Try it
From the breast cancer research text, reproduce the stretch from "Breast cancer treatments" through "support they need." word for word.

Page excerpt
▽
Breast cancer treatments must be personalised to each individual. Our research aims to improve treatment options and ensure all patients can access the right treatment for them.
Our research into new treatments has changed the landscape for breast cancer patients. Now, we must develop treatments that are highly targeted and as unique as each individual patient, we need to ensure all patients can access the right treatment for them and that everyone living with and beyond breast cancer receives the support they need.
We need to know what causes breast cells to become cancerous and what causes tumours to form. Our researchers are sifting through vast collections of tumour tissue and DNA from women with different types of breast cancer to try and understand how the disease develops. This pioneering research is already speeding up progress towards developing new drugs and directing existing treatments more effectively. Our researchers are also studying how to stop cancers from progressing by looking at the process of cell death, where potentially harmful cells commit suicide to protect the body. This process doesn’t work in cancer cells, so our researchers are trying to find ways to kick-start cell death.
Finding the right treatment for each patient means understanding how they respond to drugs and developing tests to predict this in advance. This will help tailor the type and intensity of treatment, in some cases allowing patients to safely avoid treatments where the potential side effects outweigh the benefits.
We must also find ways to stop breast cancers developing resistance to treatments. Our researchers are studying drugs like tamoxifen and PARP inhibitors to try and understand why some cancer cells develop resistance to these treatments. This could help us learn how we can prevent and treat the development of treatment resistance in the future.
Hard-to-treat breast cancers present a further challenge. We must find effective treatments for patients whose options are currently limited. There are no currently available targeted treatments for triple negative disease, which affects 15% of women with breast cancer. We’re funding a research unit at King's College London dedicated to understanding more about triple negative breast cancer.
While it’s vital to treat the physical symptoms of breast cancer, it’s also essential to ensure a patient’s emotional wellbeing is taken care of to protect their long-term quality of life. Our researchers have shown that up to 60% of people with breast cancer stop taking their anti-hormone treatments, such as tamoxifen, before the end of five years, which increases the chances of their disease coming back. By talking to patients and healthcare professionals, our researchers are getting to the bottom of this problem and designing ways to support people taking tamoxifen to ensure they get the maximum benefit from the drug, increasing their quality of life and chances of survival.
△
Saved entries
▽
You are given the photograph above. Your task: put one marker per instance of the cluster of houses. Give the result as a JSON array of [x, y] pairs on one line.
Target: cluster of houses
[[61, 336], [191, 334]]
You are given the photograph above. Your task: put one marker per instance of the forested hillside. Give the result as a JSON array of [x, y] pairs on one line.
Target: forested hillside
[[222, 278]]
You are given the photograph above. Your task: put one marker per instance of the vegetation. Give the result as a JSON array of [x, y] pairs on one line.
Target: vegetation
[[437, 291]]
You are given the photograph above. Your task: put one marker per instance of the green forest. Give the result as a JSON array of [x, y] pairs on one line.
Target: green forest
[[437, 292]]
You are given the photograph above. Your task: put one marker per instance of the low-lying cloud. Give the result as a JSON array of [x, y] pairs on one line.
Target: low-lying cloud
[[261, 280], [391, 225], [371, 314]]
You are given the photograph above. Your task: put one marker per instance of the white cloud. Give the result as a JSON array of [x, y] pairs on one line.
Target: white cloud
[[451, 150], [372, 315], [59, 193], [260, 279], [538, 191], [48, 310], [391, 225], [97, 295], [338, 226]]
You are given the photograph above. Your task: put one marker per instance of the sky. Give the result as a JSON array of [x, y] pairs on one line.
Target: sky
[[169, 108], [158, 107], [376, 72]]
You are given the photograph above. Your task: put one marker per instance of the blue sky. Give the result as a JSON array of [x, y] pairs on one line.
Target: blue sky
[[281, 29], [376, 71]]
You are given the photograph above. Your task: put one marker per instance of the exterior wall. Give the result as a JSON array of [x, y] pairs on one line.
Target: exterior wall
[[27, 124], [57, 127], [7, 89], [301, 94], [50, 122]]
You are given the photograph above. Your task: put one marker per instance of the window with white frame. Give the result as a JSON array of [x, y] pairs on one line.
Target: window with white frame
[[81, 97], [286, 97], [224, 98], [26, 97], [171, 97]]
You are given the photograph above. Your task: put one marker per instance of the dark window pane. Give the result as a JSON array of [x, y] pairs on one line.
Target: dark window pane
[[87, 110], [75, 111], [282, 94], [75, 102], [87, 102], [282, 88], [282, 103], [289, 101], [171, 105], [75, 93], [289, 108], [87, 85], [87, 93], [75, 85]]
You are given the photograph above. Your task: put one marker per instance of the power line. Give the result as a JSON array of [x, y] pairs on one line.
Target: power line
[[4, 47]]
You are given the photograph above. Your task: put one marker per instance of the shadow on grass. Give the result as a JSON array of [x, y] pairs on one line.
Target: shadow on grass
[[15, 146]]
△
Finished exercise
Breast cancer treatments must be personalised to each individual. Our research aims to improve treatment options and ensure all patients can access the right treatment for them.
Our research into new treatments has changed the landscape for breast cancer patients. Now, we must develop treatments that are highly targeted and as unique as each individual patient, we need to ensure all patients can access the right treatment for them and that everyone living with and beyond breast cancer receives the support they need.